BTW our server’s file system crashed three weeks ago with 3.7TB of data. Restore was easy. If I can recommend for everyone, do backup by ZFS or virtual machine snapshot backups, or make “in-house” backup by rsync to another machine on same network and from there send backup somewhere else. Cause restoring bigger datastore by just copying(cp, rsync or whatever) seafile-data will take ages. for example first 3.7TB with 3 years library history taken around 4 days to copy back from external USB3.0 HDD.

Remeber that upload/copy one big file is faster than same size in multiple files, for us was copied around 5 000 000 000 files.

shoeper · February 3, 2022, 4:36pm

This is too much text for me.

Just keep the following in mind

Make sure the garbage collector does not run while backing up data
Do a database backup
Backup files. It is no issue when new data is added (removed, renamed) but on restore you’ll see exactly the data which was there as of the database backup and it’ll be consistent

gogofc · February 3, 2022, 4:37pm

Yess

And you made me make a good decision today.

Wow that’s long time.

_TASK DATA_
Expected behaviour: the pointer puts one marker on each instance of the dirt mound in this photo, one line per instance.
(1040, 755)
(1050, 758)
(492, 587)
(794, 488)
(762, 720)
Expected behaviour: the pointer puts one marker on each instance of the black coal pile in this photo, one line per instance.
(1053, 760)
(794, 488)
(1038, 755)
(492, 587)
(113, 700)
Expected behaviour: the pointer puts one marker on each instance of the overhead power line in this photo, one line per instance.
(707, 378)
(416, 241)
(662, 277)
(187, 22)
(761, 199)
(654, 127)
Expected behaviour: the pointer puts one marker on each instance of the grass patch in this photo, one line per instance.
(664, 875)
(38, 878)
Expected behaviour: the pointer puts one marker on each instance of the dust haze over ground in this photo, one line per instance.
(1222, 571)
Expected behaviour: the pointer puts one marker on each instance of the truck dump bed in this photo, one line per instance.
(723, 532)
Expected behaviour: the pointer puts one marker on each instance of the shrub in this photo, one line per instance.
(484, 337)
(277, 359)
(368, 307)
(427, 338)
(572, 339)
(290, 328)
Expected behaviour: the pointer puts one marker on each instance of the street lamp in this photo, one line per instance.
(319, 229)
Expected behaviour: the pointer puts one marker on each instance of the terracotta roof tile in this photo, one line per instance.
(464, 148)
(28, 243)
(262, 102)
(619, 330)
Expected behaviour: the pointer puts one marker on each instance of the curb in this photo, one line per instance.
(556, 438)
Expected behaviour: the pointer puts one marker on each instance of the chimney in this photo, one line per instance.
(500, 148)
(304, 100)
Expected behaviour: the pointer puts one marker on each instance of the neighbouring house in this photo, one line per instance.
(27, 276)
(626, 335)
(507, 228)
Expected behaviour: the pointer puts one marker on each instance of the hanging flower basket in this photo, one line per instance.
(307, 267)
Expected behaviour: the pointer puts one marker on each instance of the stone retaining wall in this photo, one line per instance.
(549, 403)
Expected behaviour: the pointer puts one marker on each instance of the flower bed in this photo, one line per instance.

_TASK SET_
**a)** From the forum thread on backups, quote the passage starting at "BTW our server’s" and ending at "external USB3.0 HDD.", word for word.
**b)** Turn the entries into a JSON list of strings, one string per line with blank lines omitted, starting at the line containing "pile in this photo, one line per instance." and ending at the last line of the entries.

_RESULTS OF THE EXERCISE_
**a)**
BTW our server’s file system crashed three weeks ago with 3.7TB of data. Restore was easy. If I can recommend for everyone, do backup by ZFS or virtual machine snapshot backups, or make “in-house” backup by rsync to another machine on same network and from there send backup somewhere else. Cause restoring bigger datastore by just copying(cp, rsync or whatever) seafile-data will take ages. for example first 3.7TB with 3 years library history taken around 4 days to copy back from external USB3.0 HDD.

**b)**
[
  "Expected behaviour: the pointer puts one marker on each instance of the black coal pile in this photo, one line per instance.",
  "(1053, 760)",
  "(794, 488)",
  "(1038, 755)",
  "(492, 587)",
  "(113, 700)",
  "Expected behaviour: the pointer puts one marker on each instance of the overhead power line in this photo, one line per instance.",
  "(707, 378)",
  "(416, 241)",
  "(662, 277)",
  "(187, 22)",
  "(761, 199)",
  "(654, 127)",
  "Expected behaviour: the pointer puts one marker on each instance of the grass patch in this photo, one line per instance.",
  "(664, 875)",
  "(38, 878)",
  "Expected behaviour: the pointer puts one marker on each instance of the dust haze over ground in this photo, one line per instance.",
  "(1222, 571)",
  "Expected behaviour: the pointer puts one marker on each instance of the truck dump bed in this photo, one line per instance.",
  "(723, 532)",
  "Expected behaviour: the pointer puts one marker on each instance of the shrub in this photo, one line per instance.",
  "(484, 337)",
  "(277, 359)",
  "(368, 307)",
  "(427, 338)",
  "(572, 339)",
  "(290, 328)",
  "Expected behaviour: the pointer puts one marker on each instance of the street lamp in this photo, one line per instance.",
  "(319, 229)",
  "Expected behaviour: the pointer puts one marker on each instance of the terracotta roof tile in this photo, one line per instance.",
  "(464, 148)",
  "(28, 243)",
  "(262, 102)",
  "(619, 330)",
  "Expected behaviour: the pointer puts one marker on each instance of the curb in this photo, one line per instance.",
  "(556, 438)",
  "Expected behaviour: the pointer puts one marker on each instance of the chimney in this photo, one line per instance.",
  "(500, 148)",
  "(304, 100)",
  "Expected behaviour: the pointer puts one marker on each instance of the neighbouring house in this photo, one line per instance.",
  "(27, 276)",
  "(626, 335)",
  "(507, 228)",
  "Expected behaviour: the pointer puts one marker on each instance of the hanging flower basket in this photo, one line per instance.",
  "(307, 267)",
  "Expected behaviour: the pointer puts one marker on each instance of the stone retaining wall in this photo, one line per instance.",
  "(549, 403)",
  "Expected behaviour: the pointer puts one marker on each instance of the flower bed in this photo, one line per instance."
]